Assignment: Among the records below, find each line that includes the string "rocky" and copy it.

[Saved entries]

++++++++++++++++++++

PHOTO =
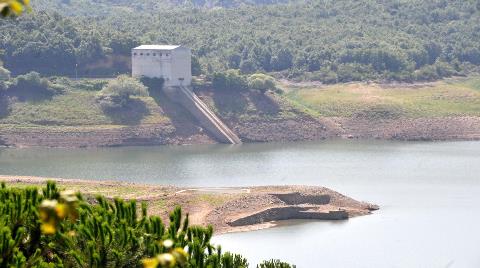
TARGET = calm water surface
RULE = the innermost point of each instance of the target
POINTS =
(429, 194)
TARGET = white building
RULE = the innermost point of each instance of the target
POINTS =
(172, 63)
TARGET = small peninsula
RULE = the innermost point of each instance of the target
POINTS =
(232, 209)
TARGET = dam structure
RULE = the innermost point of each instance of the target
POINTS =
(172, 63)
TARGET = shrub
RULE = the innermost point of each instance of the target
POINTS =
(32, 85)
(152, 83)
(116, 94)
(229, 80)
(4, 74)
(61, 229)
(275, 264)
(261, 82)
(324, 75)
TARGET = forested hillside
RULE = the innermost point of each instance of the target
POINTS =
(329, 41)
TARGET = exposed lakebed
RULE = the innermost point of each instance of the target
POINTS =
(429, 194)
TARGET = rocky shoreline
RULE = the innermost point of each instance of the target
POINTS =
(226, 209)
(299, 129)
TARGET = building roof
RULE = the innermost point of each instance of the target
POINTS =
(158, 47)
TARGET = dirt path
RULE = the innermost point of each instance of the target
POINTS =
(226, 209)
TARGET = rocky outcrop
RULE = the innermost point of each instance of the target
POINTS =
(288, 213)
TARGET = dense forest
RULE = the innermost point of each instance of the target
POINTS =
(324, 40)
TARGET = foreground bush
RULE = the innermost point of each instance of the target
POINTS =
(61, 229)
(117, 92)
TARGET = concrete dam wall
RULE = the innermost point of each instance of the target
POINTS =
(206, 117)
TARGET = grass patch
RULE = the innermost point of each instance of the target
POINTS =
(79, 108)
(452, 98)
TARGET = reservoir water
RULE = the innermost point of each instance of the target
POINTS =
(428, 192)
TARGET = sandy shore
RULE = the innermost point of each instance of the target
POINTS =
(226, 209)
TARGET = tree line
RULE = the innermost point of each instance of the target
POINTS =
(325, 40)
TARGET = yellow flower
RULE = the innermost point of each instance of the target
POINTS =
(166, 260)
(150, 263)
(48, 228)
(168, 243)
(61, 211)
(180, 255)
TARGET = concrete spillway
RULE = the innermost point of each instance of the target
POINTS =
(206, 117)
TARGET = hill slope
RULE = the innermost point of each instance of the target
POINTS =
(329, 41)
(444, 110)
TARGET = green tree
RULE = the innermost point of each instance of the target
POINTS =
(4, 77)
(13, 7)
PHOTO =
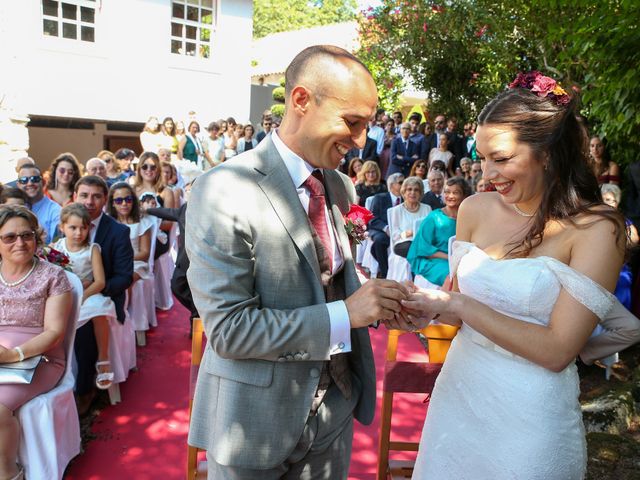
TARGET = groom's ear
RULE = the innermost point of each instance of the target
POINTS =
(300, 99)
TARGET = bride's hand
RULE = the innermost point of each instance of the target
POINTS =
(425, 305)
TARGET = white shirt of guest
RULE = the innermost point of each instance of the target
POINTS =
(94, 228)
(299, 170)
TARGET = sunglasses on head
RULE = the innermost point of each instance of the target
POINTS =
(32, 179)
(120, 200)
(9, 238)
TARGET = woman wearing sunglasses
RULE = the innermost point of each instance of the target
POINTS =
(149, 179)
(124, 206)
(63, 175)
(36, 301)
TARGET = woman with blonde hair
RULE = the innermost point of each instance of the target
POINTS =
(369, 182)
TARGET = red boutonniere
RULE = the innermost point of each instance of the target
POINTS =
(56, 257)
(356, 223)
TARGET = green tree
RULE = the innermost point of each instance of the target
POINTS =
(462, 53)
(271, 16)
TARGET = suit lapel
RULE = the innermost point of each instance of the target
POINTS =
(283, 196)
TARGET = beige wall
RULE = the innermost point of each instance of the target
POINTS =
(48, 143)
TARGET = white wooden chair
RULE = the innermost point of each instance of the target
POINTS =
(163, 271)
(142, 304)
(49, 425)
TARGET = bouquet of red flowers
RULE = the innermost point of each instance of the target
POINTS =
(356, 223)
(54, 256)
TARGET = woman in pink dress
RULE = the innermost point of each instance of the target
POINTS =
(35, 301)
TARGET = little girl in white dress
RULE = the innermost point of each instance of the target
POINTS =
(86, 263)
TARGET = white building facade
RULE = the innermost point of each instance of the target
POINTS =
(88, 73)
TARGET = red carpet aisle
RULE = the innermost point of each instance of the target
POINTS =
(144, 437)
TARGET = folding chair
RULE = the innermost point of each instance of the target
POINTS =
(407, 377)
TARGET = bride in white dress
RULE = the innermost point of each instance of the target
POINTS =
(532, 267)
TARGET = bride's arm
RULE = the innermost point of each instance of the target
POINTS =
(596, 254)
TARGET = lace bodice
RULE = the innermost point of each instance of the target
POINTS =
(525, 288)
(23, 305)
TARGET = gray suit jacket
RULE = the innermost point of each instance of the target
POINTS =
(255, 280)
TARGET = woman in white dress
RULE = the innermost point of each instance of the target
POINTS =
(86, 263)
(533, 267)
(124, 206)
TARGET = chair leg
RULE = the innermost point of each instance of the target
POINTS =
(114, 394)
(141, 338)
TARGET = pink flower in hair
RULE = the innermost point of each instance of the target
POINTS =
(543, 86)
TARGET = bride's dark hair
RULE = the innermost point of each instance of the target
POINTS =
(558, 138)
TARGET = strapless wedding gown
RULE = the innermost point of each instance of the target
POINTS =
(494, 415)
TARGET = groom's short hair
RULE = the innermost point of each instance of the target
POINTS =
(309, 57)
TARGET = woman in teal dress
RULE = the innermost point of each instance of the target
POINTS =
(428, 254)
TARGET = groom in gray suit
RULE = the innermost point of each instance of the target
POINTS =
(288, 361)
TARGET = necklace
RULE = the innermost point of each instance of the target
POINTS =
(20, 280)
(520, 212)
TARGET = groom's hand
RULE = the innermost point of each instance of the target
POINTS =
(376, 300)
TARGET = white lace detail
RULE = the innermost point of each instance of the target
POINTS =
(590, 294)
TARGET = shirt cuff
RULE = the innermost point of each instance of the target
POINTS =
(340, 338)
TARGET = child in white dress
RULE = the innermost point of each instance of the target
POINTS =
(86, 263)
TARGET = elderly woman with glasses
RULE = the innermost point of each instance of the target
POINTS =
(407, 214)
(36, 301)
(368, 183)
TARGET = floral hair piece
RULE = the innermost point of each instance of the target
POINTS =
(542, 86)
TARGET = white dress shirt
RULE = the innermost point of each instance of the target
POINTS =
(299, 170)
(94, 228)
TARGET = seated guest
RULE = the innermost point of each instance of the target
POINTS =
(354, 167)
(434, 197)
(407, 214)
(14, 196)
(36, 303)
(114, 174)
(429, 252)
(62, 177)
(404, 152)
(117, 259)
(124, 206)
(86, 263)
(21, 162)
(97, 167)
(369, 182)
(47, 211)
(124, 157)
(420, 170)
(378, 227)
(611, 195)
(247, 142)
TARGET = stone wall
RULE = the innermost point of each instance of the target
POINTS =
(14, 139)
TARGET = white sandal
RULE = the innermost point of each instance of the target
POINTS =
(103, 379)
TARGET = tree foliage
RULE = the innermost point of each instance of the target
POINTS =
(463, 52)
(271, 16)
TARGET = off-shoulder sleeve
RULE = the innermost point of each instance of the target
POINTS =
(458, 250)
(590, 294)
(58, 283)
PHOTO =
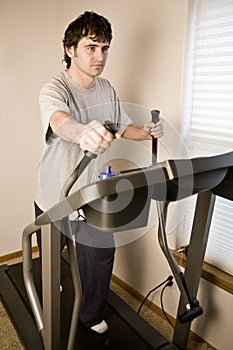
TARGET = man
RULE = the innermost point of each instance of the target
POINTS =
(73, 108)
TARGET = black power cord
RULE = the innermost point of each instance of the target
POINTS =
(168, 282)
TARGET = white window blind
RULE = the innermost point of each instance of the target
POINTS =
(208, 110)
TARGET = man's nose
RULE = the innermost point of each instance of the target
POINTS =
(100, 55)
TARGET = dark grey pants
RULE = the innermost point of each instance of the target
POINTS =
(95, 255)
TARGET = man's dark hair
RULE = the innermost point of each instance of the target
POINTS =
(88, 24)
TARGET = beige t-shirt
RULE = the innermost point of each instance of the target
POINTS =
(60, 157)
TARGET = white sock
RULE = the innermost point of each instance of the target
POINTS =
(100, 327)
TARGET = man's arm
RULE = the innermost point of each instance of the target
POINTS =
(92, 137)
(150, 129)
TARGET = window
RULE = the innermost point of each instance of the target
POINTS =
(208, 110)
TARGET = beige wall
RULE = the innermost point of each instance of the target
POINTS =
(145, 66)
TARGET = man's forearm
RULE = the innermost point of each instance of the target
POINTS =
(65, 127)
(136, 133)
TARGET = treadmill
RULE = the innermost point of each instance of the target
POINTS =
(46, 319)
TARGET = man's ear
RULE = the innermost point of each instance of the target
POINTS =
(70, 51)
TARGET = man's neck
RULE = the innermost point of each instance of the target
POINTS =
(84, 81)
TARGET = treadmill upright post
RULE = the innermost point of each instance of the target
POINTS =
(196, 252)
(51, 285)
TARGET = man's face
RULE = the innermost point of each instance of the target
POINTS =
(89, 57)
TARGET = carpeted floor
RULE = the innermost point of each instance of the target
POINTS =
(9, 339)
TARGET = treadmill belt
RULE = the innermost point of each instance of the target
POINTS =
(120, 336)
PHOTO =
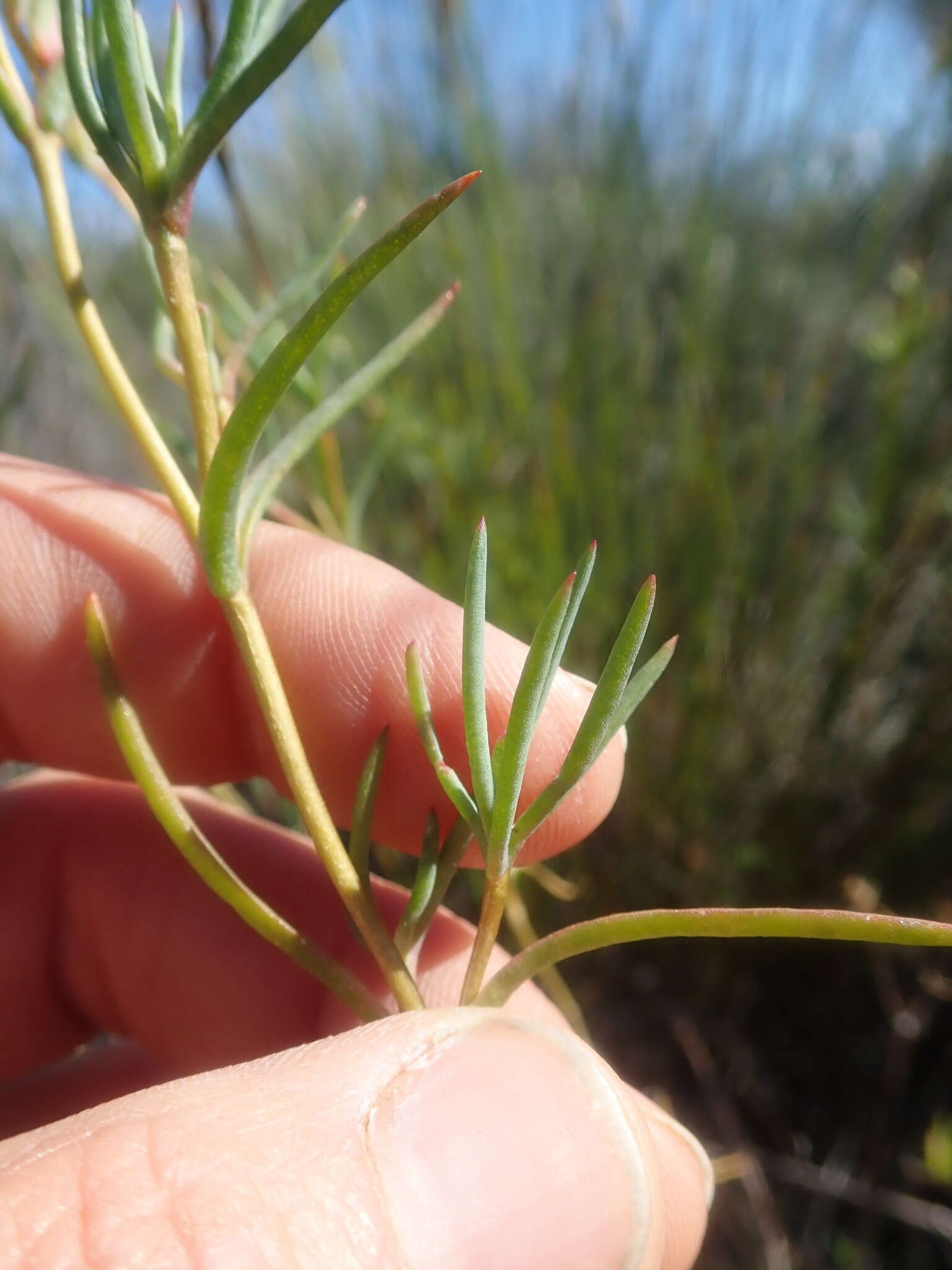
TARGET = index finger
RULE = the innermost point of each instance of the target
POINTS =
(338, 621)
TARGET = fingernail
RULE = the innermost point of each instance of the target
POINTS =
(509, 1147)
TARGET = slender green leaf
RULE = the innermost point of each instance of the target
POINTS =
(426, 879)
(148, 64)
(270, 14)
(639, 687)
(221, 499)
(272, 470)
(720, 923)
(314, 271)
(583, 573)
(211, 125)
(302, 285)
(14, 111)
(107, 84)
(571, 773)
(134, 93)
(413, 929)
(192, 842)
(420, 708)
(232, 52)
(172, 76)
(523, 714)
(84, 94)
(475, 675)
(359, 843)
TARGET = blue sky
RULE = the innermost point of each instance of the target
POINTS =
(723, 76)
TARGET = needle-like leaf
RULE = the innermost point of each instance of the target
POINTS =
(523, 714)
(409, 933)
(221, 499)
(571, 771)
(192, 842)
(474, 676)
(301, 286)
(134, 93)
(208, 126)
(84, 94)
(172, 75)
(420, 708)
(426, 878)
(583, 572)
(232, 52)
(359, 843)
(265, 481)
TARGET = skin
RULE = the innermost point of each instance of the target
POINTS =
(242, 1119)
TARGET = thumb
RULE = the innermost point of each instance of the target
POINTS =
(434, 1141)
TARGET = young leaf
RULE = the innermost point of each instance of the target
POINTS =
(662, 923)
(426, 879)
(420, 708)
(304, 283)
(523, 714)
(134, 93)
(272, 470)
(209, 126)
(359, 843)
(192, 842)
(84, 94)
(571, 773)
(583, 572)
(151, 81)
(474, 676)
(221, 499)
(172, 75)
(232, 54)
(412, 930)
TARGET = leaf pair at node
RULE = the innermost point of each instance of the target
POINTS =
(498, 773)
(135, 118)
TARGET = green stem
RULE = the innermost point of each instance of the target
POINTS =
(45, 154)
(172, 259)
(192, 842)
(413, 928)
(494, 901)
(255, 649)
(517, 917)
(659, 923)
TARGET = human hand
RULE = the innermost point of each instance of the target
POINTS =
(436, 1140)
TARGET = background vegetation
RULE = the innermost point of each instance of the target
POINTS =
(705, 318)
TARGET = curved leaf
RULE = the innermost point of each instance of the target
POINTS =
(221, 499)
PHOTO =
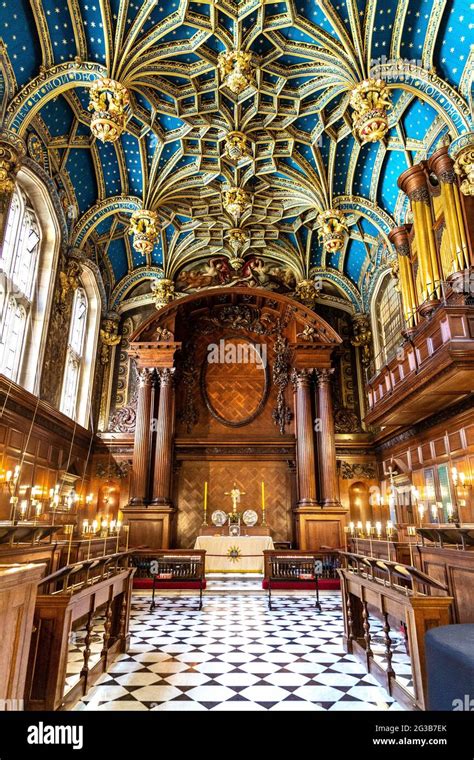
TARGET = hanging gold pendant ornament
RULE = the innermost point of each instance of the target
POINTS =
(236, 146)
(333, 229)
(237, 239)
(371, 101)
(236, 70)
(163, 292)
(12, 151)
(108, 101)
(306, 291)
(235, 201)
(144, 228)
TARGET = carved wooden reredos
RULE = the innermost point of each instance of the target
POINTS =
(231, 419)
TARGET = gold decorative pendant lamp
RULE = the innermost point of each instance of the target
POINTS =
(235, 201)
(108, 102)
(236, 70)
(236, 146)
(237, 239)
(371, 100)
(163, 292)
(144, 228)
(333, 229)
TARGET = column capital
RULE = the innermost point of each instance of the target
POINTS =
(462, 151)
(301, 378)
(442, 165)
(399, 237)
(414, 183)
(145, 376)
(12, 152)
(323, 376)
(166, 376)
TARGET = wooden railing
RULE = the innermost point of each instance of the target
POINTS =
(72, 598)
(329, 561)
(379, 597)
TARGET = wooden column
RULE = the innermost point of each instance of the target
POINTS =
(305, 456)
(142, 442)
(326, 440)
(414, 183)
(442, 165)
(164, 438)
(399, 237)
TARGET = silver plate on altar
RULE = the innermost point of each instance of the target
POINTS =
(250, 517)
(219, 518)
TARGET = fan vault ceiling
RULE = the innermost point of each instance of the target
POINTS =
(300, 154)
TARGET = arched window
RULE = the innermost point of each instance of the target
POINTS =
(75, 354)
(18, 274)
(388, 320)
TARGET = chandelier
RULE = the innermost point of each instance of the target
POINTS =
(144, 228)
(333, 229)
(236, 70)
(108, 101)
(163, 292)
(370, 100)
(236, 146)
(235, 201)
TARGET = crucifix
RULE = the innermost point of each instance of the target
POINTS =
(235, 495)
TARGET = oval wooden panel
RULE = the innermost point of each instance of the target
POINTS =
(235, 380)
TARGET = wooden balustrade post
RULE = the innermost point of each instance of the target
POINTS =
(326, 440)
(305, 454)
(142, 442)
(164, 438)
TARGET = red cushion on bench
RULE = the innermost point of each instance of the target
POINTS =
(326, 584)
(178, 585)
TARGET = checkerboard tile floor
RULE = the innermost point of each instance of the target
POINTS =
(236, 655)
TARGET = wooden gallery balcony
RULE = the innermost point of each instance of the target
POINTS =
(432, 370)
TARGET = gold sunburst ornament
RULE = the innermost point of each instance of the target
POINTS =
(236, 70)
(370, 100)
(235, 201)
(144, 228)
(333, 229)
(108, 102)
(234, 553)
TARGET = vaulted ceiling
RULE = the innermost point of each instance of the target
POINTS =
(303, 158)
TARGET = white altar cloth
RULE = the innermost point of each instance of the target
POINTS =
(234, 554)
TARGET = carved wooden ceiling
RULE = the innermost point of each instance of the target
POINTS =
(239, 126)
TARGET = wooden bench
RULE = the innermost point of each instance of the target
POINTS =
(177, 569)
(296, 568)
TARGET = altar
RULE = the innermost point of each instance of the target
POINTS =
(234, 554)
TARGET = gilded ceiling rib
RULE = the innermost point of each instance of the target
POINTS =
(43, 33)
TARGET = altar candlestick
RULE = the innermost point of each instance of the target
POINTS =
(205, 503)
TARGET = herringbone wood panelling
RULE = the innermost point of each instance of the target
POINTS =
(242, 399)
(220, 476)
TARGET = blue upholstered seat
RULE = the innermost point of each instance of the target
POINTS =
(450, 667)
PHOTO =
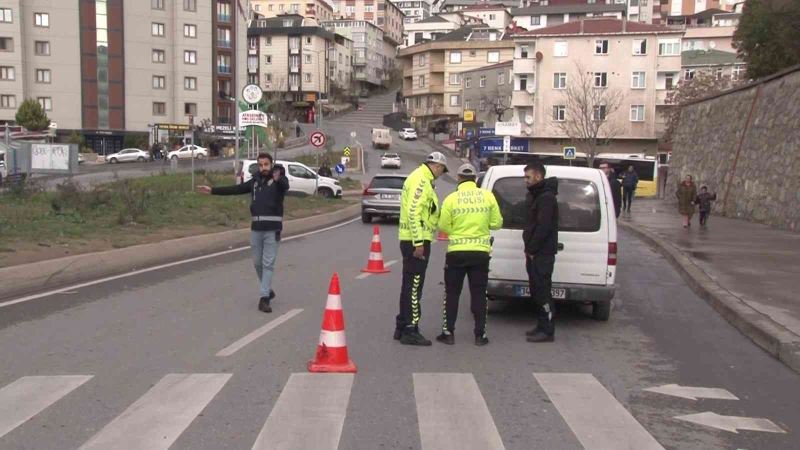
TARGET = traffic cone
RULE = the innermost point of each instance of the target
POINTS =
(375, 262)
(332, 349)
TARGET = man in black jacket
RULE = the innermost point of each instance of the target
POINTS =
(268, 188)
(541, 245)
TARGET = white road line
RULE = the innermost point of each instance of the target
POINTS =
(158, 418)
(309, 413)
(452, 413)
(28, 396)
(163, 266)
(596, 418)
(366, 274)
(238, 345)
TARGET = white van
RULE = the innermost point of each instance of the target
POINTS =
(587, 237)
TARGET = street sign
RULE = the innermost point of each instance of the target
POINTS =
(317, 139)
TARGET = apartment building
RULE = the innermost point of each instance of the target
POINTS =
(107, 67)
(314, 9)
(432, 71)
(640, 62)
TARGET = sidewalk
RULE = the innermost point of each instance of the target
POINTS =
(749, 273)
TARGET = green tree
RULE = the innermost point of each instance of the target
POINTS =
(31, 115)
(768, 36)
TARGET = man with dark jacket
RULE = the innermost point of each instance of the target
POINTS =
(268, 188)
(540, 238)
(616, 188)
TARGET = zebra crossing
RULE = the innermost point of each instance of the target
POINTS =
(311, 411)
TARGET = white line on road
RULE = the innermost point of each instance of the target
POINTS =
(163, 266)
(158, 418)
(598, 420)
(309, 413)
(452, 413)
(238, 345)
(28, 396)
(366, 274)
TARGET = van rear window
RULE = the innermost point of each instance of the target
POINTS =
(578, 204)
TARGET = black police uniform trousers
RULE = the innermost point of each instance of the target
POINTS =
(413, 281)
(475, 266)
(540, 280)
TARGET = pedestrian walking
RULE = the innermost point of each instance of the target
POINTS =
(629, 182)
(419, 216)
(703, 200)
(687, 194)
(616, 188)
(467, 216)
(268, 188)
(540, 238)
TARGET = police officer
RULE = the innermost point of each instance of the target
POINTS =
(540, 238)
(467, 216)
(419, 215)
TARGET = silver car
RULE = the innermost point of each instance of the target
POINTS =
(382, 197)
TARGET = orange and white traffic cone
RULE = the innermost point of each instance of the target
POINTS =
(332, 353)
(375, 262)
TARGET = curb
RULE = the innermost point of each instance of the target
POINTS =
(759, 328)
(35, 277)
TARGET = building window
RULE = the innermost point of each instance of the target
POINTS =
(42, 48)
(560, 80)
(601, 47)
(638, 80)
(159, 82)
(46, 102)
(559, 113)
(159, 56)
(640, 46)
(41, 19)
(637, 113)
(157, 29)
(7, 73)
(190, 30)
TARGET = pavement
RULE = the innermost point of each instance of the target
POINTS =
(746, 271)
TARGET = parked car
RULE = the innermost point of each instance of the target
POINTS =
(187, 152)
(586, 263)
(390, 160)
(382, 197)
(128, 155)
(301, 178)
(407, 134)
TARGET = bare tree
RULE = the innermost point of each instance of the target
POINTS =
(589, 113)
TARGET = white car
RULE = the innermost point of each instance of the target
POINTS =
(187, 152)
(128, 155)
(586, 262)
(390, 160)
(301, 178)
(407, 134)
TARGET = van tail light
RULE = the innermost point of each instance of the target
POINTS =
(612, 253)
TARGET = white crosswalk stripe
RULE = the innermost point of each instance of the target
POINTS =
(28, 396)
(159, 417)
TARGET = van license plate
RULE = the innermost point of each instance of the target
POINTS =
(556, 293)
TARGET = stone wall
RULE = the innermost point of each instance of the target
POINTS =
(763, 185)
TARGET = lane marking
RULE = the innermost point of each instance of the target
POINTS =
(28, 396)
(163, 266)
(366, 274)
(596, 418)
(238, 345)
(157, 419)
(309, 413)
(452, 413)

++++++++++++++++++++

Finished task:
TARGET = rocky shoreline
TARGET = rocky outcrop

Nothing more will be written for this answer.